#### [Excerpted text]
"""

Cacti / plugin_thold

Thold Plugin for Cacti
GNU General Public License v2.0
61 stars 60 forks source link

Thold converts available swap memory from positive to negative #603

Closed Alys closed 11 months ago

Alys commented 11 months ago

[Originally posted on the cacti forum.]

Describe the bug The thold plugin converts available swap memory from a positive to a negative value, resulting in incorrect and unnecessary alerts (e.g., sending an email to say that available swap memory -4,116,960 is below calculated baseline threshold -3,293,567.73). This isn't caused by PHP's time zone being wrong.

To Reproduce Steps to reproduce the behavior:

  1. unknown - I don't know what caused it

Expected behavior Available swap memory is reported as a positive number instead of a negative number.

Screenshots See below.

Plugin (please complete the following information):

Desktop (please complete the following information):

Smartphone (please complete the following information):

Additional context

We have two cacti servers, both monitoring the same devices with the same settings. Each does its own polling and has its own database. Only one has this problem. Both servers are x86_64, RHEL 7.9.

One of the servers is running cacti version 0.8.8f and thold plugin version 0.5. It's behaving correctly. I'll refer to it below as "the old cacti server".

The other cacti server ("the new cacti server") used to be running those versions but we recently upgraded it to version 1.2.24, and the thold plugin to 1.5.2. Everything seems to be working correctly except that thold is converting the value for available swap memory (ucd_memAvailSwap) from positive to negative. It's doing this for all devices where ucd_memAvailSwap is monitored. It was not doing this before we upgraded it, and thold on the old server is not doing this.

"""

Stored records:
"""

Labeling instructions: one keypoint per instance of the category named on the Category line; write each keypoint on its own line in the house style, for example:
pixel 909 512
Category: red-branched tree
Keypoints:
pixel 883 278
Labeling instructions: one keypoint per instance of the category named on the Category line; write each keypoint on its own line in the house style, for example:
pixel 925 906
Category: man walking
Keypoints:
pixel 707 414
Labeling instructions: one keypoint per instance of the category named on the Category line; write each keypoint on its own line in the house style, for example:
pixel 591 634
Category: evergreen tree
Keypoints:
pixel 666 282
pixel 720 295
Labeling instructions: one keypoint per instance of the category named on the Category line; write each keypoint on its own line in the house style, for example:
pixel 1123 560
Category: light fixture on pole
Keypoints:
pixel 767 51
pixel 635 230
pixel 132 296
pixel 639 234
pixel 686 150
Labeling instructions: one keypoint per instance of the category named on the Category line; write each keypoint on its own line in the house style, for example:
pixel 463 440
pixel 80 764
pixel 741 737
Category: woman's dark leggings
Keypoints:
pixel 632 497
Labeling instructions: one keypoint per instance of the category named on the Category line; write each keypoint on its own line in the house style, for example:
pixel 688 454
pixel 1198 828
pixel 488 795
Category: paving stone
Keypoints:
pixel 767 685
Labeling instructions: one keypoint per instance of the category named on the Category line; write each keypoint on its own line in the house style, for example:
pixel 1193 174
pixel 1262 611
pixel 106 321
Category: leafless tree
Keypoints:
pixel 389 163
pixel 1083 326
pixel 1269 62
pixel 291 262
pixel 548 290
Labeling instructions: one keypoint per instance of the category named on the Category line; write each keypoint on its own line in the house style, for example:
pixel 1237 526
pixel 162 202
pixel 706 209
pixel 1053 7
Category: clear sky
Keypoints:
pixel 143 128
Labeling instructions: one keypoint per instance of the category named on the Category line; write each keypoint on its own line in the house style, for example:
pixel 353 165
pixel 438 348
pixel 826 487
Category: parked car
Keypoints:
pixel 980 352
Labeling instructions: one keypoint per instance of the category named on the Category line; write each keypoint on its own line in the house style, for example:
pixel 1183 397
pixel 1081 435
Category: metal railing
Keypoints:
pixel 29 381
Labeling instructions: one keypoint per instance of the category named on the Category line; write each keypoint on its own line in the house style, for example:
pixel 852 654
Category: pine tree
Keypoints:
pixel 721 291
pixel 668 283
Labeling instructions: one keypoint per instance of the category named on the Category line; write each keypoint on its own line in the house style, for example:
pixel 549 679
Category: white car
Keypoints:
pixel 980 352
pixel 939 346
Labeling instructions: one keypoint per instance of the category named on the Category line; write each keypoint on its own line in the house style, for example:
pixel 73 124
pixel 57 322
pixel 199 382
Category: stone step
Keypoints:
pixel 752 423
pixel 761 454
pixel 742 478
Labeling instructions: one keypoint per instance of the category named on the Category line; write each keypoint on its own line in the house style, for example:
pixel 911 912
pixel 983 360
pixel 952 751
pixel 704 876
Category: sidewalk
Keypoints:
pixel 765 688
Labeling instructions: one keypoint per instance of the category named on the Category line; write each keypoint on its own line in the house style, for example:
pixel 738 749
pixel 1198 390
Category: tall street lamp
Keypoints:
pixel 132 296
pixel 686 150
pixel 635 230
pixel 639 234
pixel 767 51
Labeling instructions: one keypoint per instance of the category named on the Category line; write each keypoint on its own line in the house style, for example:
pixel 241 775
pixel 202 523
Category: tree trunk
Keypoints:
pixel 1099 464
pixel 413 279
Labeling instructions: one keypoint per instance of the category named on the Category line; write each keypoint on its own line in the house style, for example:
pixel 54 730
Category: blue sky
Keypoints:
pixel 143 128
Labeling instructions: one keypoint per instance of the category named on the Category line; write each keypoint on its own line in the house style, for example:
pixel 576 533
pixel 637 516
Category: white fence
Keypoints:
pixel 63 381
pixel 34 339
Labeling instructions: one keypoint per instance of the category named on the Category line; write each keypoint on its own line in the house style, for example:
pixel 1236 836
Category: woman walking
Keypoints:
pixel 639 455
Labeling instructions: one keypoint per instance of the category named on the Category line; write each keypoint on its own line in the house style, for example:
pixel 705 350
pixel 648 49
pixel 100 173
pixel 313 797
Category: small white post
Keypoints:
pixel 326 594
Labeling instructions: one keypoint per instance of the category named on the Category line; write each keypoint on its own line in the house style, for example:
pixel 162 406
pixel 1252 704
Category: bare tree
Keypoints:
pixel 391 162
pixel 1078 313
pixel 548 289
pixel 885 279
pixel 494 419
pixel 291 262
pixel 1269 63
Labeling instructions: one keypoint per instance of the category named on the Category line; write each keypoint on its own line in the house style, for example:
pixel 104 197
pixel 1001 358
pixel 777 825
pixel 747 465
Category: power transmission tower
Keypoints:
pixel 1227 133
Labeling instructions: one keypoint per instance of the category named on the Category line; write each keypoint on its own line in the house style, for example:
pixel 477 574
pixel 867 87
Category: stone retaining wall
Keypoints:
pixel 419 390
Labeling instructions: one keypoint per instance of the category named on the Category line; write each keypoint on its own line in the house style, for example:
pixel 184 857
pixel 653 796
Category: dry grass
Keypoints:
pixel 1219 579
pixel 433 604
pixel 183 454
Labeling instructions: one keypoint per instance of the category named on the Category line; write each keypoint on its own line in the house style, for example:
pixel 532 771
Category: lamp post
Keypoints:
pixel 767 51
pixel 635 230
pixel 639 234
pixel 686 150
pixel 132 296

"""

#### [Written tasks]
- A) Count the lines of the records that contain the string "walking", and give only that number.
- B) Pick up the issue report about the thold plugin's swap memory values immediately after its final sentence and continue it.
The issue report and the stored records are independent of each other and should be treated as separate material.

#### [Task answers]
- A) 2

- B)
For example, for one device, the current available swap memory is 4,116,960 as shown by free:

# free
             total       used       free     shared    buffers     cached
Mem:       1938456    1728856     209600        312     163096    1350692
-/+ buffers/cache:     215068    1723388
Swap:      4161532      44572    4116960

The graph for that device correctly states that the current free swap memory is 4.12 M (on both old and new cacti servers).

On the old cacti server, in the "thold" tab, the data for that device shows that the current value is "4116960" - i.e., it's correct.

However on the new cacti server, in the "Thold" tab, the data for that device is "-4,116,960" - i.e., the right value but negative.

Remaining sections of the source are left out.